■ Problem details: In the data that follows, each entry is to be restated exactly.
======== Exercise materials
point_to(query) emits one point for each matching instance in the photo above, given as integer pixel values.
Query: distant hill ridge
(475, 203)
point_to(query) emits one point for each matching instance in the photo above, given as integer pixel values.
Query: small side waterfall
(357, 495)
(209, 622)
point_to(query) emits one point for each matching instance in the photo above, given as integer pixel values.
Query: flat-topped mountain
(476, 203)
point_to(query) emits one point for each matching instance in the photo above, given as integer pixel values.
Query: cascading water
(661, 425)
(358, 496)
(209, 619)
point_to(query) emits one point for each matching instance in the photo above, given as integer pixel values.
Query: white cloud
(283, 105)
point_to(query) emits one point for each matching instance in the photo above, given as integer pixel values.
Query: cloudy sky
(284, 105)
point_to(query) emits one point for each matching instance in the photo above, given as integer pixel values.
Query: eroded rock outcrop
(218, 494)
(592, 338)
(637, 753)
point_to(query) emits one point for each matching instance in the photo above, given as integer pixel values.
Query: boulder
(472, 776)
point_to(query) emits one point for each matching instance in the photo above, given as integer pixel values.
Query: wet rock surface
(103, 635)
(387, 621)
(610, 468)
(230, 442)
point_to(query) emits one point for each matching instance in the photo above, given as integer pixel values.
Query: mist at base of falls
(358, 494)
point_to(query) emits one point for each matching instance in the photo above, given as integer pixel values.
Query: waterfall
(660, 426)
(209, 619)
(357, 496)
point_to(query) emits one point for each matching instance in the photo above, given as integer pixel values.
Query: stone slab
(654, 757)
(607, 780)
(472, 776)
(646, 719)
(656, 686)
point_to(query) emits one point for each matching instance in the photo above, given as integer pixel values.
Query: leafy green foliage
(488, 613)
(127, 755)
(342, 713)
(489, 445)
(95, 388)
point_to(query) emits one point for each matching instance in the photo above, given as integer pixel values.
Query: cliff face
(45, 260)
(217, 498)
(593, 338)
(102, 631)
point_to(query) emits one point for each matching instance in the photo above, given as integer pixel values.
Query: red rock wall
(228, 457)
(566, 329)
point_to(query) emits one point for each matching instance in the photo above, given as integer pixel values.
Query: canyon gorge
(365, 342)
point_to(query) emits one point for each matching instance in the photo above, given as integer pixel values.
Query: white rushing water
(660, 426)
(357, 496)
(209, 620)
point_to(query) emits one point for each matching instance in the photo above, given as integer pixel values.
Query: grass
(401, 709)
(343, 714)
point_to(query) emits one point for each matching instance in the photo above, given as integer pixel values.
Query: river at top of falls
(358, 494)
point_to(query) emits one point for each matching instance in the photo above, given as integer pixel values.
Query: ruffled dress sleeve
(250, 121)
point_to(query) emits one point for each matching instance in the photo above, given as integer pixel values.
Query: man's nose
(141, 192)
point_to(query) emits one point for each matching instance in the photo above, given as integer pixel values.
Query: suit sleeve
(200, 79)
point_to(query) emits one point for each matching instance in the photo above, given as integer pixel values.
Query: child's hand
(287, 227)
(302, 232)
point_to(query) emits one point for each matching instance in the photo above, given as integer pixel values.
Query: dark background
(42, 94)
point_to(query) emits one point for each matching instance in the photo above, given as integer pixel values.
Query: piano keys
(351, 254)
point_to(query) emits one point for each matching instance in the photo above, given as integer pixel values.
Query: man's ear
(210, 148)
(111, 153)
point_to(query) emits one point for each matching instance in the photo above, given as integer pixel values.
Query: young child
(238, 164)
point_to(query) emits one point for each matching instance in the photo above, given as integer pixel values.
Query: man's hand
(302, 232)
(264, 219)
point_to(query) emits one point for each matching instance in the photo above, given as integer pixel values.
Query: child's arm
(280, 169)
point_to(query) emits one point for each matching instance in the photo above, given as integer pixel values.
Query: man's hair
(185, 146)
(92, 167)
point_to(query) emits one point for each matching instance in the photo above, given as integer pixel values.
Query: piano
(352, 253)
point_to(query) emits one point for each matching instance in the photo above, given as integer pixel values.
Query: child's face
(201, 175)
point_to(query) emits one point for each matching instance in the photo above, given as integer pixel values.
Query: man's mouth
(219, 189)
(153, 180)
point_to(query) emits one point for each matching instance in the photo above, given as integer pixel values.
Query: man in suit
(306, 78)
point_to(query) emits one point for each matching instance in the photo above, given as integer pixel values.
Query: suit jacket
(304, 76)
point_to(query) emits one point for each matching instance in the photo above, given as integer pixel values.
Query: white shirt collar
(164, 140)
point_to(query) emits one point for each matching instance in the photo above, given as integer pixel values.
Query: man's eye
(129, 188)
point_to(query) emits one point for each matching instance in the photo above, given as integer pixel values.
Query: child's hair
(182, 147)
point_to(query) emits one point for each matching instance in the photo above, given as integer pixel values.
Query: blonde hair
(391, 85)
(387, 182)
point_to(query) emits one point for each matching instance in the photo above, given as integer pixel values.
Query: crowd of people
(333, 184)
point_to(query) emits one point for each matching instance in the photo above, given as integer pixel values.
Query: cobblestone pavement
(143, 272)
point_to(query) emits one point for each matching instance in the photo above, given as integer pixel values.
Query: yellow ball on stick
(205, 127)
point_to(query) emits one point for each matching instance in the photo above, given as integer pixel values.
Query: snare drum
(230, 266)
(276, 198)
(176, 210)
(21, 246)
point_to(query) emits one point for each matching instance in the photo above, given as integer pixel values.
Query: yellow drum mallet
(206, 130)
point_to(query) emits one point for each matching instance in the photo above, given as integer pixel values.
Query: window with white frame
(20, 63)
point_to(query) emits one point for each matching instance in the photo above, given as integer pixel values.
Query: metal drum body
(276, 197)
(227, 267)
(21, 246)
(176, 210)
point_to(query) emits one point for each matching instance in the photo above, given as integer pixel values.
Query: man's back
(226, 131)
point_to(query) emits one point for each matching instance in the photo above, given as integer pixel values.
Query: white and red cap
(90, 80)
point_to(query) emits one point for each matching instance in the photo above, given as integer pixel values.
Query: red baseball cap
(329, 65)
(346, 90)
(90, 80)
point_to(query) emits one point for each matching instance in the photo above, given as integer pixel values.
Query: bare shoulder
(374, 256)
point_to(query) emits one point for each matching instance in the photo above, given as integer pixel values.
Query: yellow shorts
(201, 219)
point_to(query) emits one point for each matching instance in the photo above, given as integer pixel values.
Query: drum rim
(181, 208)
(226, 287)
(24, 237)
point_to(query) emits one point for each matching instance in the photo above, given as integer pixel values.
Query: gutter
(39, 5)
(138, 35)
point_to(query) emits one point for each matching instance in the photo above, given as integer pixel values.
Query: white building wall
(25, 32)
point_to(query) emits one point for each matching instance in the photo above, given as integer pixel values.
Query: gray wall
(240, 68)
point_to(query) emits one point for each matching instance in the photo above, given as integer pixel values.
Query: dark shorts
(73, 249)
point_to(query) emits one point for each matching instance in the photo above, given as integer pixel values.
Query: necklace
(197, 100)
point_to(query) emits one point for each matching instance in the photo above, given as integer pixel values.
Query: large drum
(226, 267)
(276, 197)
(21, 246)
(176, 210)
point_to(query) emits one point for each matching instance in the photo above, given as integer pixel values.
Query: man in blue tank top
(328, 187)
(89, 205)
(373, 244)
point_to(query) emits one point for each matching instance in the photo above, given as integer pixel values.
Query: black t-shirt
================
■ Your solution:
point_to(query) emits one point for each matching instance in the photo above, given as integer pixel values.
Query: distant hill ridge
(475, 203)
point_to(query) emits one point for each matching instance in the photo above, given as integer pixel values.
Query: small side waterfall
(357, 495)
(209, 622)
point_to(query) emits one point for each matching instance in the photo above, given as integer pixel values.
Query: flat-topped mountain
(476, 203)
point_to(query) emits one point for each matching instance in the photo above, given as integer pixel values.
Query: cascading water
(661, 425)
(358, 496)
(209, 619)
point_to(query) emits one point for each matching instance in the photo above, given as integer pixel values.
Query: white cloud
(283, 105)
point_to(query) emits one point for each matching instance in the photo above, given as integer pixel values.
Query: cloudy sky
(284, 105)
point_to(query) emits one point for each matching instance in the photo above, given as integer pixel values.
Query: eroded rock outcrop
(218, 494)
(592, 338)
(637, 753)
point_to(query) emits one point for each matching instance in the photo above, given as integer pixel values.
Query: boulder
(472, 776)
point_to(query) emits one point for each matching instance in the photo above, given as integer pixel values.
Query: wet rock surface
(103, 635)
(387, 621)
(610, 468)
(230, 442)
point_to(query) emits one point for each matching instance in the photo above, given as integer pixel values.
Query: mist at base of falls
(358, 494)
point_to(query) emits one point for each matching instance in the photo above, given as integer pixel values.
Query: waterfall
(660, 426)
(209, 619)
(357, 496)
point_to(query) emits one point for each matching instance in the photo above, given as integer pixel values.
Query: stone slab
(654, 757)
(607, 780)
(472, 776)
(646, 719)
(656, 686)
point_to(query) emits one point for each matching instance in the photo above, given as integer pixel values.
Query: leafy green foliage
(488, 613)
(127, 755)
(342, 713)
(489, 445)
(95, 388)
point_to(query) emits one point for each matching instance in the photo above, given as integer pixel values.
Query: cliff face
(45, 260)
(217, 498)
(593, 338)
(102, 631)
point_to(query) emits one point for each matching instance in the photo above, given as integer pixel values.
Query: red rock wall
(228, 457)
(566, 329)
point_to(query) emits one point for each matching instance in the photo above, given as integer pixel values.
Query: canyon gorge
(365, 342)
point_to(query) emits one point for each matching instance in the photo above, given as integer pixel values.
Query: white rushing water
(660, 426)
(357, 496)
(209, 620)
point_to(query) emits one point for each matching instance in the photo above, given as integer pixel values.
Query: grass
(401, 709)
(343, 714)
point_to(query) emits one point for each matching instance in the photo above, given as integer pixel values.
Query: river at top of falls
(358, 494)
point_to(query) emits one point for each matching instance in the photo above, given as integer pixel values.
Query: ruffled dress sleeve
(250, 121)
point_to(query) emits one point for each matching instance in the photo above, given as integer pixel values.
Query: man's nose
(141, 192)
point_to(query) emits one point for each matching instance in the photo above, given as integer pixel values.
Query: suit sleeve
(200, 79)
point_to(query) emits one point for each matching instance in the photo above, given as integer pixel values.
Query: child's hand
(287, 227)
(302, 232)
point_to(query) emits one point for each matching instance in the photo above, given as integer pixel values.
Query: dark background
(42, 94)
point_to(query) emits one point for each matching instance in the photo above, given as integer pixel values.
Query: piano keys
(351, 254)
point_to(query) emits one point for each matching instance in the photo above, given as integer pixel values.
Query: man's ear
(210, 148)
(111, 153)
point_to(query) emits one point for each matching instance in the photo above, given as integer pixel values.
Query: young child
(238, 164)
point_to(query) emits one point for each matching instance in the photo above, given as integer pixel values.
Query: man's hand
(302, 232)
(264, 219)
point_to(query) emits one point for each matching instance in the photo above, given as integer pixel values.
Query: child's arm
(280, 169)
point_to(query) emits one point for each matching instance in the photo above, given as integer pixel values.
Query: man's hair
(185, 146)
(92, 167)
point_to(query) emits one point for each matching instance in the photo above, given as integer pixel values.
Query: piano
(352, 253)
point_to(query) emits one point for each matching instance in the photo above, given as integer pixel values.
Query: child's face
(201, 175)
point_to(query) emits one point for each matching instance in the photo above, given as integer pixel values.
Query: man's mouth
(219, 189)
(153, 180)
point_to(query) emits one point for each matching instance in the photo above, given as integer pixel values.
Query: man in suit
(306, 78)
point_to(query) emits one point for each matching instance in the photo above, given as integer pixel values.
Query: suit jacket
(304, 76)
point_to(query) emits one point for each matching instance in the photo above, given as integer pixel values.
Query: white shirt collar
(164, 140)
point_to(query) emits one point for each matching instance in the photo above, given as integer pixel values.
Query: man's eye
(129, 188)
point_to(query) emits one point for each matching instance in the photo above, given as integer pixel values.
Query: child's hair
(182, 147)
point_to(query) emits one point for each matching instance in the photo above, given as integer pixel values.
Query: blonde hair
(391, 85)
(387, 182)
point_to(query) emits one point for each matching instance in the photo above, given as integer pixel values.
Query: crowd of people
(333, 184)
point_to(query) emits one point for each matching instance in the photo above, given as integer pixel values.
Query: cobblestone pavement
(143, 272)
point_to(query) emits one point for each matching instance in the photo above, given as integer pixel values.
Query: yellow ball on stick
(205, 127)
point_to(query) emits one point for each matching instance in the photo above, given as integer pixel values.
Query: snare drum
(230, 266)
(276, 198)
(176, 210)
(21, 246)
point_to(query) emits one point for each matching instance in the photo above, given as integer pixel values.
Query: yellow drum mallet
(206, 130)
point_to(query) emits one point for each matching instance in the photo above, given as integer pixel values.
Query: window with white frame
(20, 63)
point_to(query) emits one point for each matching instance in the photo above, given as integer pixel values.
Query: metal drum body
(276, 197)
(227, 267)
(21, 246)
(176, 210)
point_to(query) emits one point for each matching instance in the photo above, given as integer pixel values.
Query: man's back
(226, 131)
point_to(query) emits one point for each matching instance in the photo above, given as integer pixel values.
Query: white and red cap
(90, 80)
point_to(query) emits one point for each matching instance in the photo above, given as integer pixel values.
Query: red baseball cap
(329, 65)
(346, 90)
(90, 80)
point_to(query) emits one point for each matching instance in the photo above, given as integer pixel values.
Query: bare shoulder
(374, 256)
point_to(query) emits one point for each matching instance in the photo above, given as integer pixel values.
Query: yellow shorts
(201, 219)
point_to(query) emits one point for each matching instance in the photo above, given as integer pixel values.
Query: drum rim
(181, 208)
(226, 287)
(24, 237)
point_to(query) emits one point for each matching instance in the photo above, given as integer pixel values.
Query: gutter
(39, 5)
(138, 35)
point_to(query) emits one point for each matching instance in the photo above, given as integer pixel values.
Query: white building wall
(25, 32)
point_to(query) emits one point for each matching instance in the photo above, given as integer pixel values.
Query: gray wall
(240, 68)
point_to(query) emits one point for each matching instance in the photo above, given as integer pixel values.
Query: dark shorts
(73, 249)
point_to(query) emits one point for each matching instance in the photo above, given as integer pixel values.
Query: necklace
(197, 100)
point_to(query) emits one point for each matching instance in the photo above, given as integer pixel values.
Query: large drum
(226, 267)
(276, 197)
(21, 246)
(176, 210)
point_to(query) emits one point for each matching instance in the photo above, given as integer pixel values.
Query: man in blue tank top
(328, 187)
(89, 205)
(373, 244)
point_to(query) emits one point for each matching instance in the photo above, given as integer pixel values.
Query: black t-shirt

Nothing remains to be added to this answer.